*** Excerpt to read Section Begins ***

Nuclear Medicine Technologist
Advanced Diploma of Health Sciences in Nuclear Medicine Technology
What are the roles and responsibilities in your current position?
I am a nuclear medicine technologist, currently working casual at the Brantford General Hospital. Some of my roles and responsibilities are to prepare and administer radiopharmaceuticals. These radiopharmaceuticals are also referred to as radioactive isotopes. I use radiation detecting equipment known as gamma cameras to detect for blood flow, organ function, cancer spread, myocardial infarct, and infections. The imaging requires computer processing and image enhancement before the nuclear medicine physician can interpret the images. Many scans that I would perform are bone scanning, cardiac wall motion studies, brain scanning, thyroid and gallbladder tests.
What barriers did you have to overcome to succeed?
When I graduated high school, I wasn’t sure what I wanted to do. I just went to university, and I struggled in the life sciences program. There was no support for Indigenous students back 34 years ago, and I didn’t enjoy university. I then discovered the nuclear medicine technologist program at the Michener Institute in Toronto. I loved the program, it was a small very multicultural class environment, and I fit in well.

*** Excerpt to read Section Ends ***
*** Dataset records Section Begins ***

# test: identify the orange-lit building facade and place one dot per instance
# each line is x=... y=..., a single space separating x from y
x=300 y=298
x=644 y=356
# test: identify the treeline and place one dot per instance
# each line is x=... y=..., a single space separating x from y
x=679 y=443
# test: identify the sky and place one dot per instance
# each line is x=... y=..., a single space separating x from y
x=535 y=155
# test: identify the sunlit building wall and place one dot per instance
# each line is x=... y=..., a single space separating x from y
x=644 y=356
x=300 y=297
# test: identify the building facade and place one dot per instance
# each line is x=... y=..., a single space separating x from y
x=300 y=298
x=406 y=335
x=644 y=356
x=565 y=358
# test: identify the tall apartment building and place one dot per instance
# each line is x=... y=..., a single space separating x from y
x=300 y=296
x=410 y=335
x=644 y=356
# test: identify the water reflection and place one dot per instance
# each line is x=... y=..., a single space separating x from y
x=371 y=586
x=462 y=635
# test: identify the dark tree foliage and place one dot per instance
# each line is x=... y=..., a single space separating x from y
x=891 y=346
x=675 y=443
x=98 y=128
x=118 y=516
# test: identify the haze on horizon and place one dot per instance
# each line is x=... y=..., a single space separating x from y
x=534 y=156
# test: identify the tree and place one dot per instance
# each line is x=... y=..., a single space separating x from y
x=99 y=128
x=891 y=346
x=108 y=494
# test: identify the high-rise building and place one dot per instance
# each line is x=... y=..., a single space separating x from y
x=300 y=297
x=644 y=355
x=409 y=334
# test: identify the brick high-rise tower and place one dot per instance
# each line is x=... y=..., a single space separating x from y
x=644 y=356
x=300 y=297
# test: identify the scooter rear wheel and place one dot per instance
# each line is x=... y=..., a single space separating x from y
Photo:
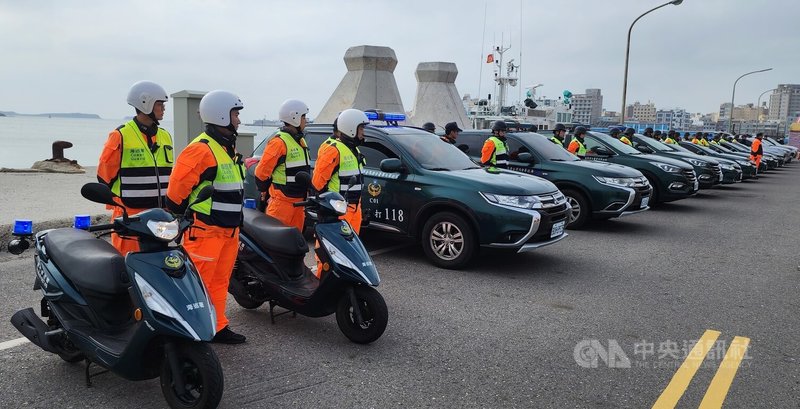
x=201 y=373
x=374 y=313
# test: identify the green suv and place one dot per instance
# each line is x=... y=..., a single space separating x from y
x=593 y=189
x=671 y=179
x=419 y=186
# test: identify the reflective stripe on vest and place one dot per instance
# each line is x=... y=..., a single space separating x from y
x=348 y=167
x=143 y=175
x=581 y=148
x=224 y=207
x=500 y=155
x=296 y=160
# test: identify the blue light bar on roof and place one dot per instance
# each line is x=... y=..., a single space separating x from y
x=22 y=227
x=385 y=116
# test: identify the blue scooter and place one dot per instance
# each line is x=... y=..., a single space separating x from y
x=270 y=268
x=140 y=316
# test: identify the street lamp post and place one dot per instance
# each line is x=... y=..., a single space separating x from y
x=627 y=55
x=733 y=94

*** Dataset records Section Ends ***

> What to work on
In the nuclear medicine technologist profile, at which institution did the technologist discover the nuclear medicine technologist program?

> Result
The Michener Institute in Toronto.